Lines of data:
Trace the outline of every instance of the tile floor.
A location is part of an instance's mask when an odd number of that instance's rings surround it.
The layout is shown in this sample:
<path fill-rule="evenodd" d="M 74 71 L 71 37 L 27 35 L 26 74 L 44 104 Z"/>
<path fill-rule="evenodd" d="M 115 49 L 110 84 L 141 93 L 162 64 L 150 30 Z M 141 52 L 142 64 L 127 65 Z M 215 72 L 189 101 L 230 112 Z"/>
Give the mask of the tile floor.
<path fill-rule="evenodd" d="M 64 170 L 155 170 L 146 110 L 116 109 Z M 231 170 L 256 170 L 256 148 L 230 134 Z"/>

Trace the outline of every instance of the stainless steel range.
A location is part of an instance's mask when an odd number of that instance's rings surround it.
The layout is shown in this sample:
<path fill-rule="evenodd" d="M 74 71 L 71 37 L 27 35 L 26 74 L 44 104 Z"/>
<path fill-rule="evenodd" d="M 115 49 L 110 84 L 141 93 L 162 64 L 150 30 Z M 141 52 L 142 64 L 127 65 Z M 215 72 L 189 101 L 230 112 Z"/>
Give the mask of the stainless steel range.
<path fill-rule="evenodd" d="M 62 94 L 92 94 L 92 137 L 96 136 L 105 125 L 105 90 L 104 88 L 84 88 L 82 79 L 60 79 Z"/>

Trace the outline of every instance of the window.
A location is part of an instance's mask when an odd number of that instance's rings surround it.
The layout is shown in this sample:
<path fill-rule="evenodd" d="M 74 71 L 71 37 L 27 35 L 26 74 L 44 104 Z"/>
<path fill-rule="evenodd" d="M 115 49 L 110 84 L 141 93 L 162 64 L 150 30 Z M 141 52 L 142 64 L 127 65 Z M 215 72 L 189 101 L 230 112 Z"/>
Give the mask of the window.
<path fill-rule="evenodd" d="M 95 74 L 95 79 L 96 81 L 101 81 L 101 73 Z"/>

*Required task*. Return every line of the records above, reproducing each one without any change.

*Output below*.
Trace the outline of every instance of the tile floor.
A location is part of an instance's mask when an odd number of that instance's rings surround it.
The layout is shown in this sample:
<path fill-rule="evenodd" d="M 74 71 L 71 37 L 27 35 L 26 74 L 44 104 Z"/>
<path fill-rule="evenodd" d="M 115 49 L 110 84 L 141 93 L 162 64 L 150 30 Z M 141 52 L 142 64 L 127 65 Z M 215 72 L 189 101 L 230 112 Z"/>
Give the mask of the tile floor.
<path fill-rule="evenodd" d="M 64 170 L 155 170 L 146 110 L 116 109 Z M 231 170 L 256 170 L 256 148 L 230 134 Z"/>

Trace the outline of every instance of the stainless steel range.
A location is part of an instance's mask when an odd number of that instance's rings surround it.
The layout is shown in this sample:
<path fill-rule="evenodd" d="M 74 71 L 71 37 L 27 35 L 26 74 L 44 104 Z"/>
<path fill-rule="evenodd" d="M 115 49 L 110 84 L 141 93 L 162 64 L 150 30 Z M 141 52 L 142 64 L 127 65 Z M 215 72 L 189 101 L 230 112 Z"/>
Give the mask of the stainless steel range.
<path fill-rule="evenodd" d="M 62 94 L 92 94 L 92 137 L 96 136 L 105 125 L 105 90 L 104 88 L 84 88 L 82 79 L 60 79 Z"/>

Trace the outline of every instance of the window.
A location is part of an instance's mask when an odd number of that instance's rings surround it.
The layout is shown in this sample:
<path fill-rule="evenodd" d="M 74 71 L 71 37 L 27 35 L 26 74 L 44 104 Z"/>
<path fill-rule="evenodd" d="M 115 49 L 110 84 L 141 93 L 162 64 L 150 30 Z M 141 52 L 142 64 L 127 65 Z M 215 72 L 189 101 L 230 112 Z"/>
Give the mask of the window.
<path fill-rule="evenodd" d="M 95 74 L 95 79 L 96 81 L 101 81 L 101 73 Z"/>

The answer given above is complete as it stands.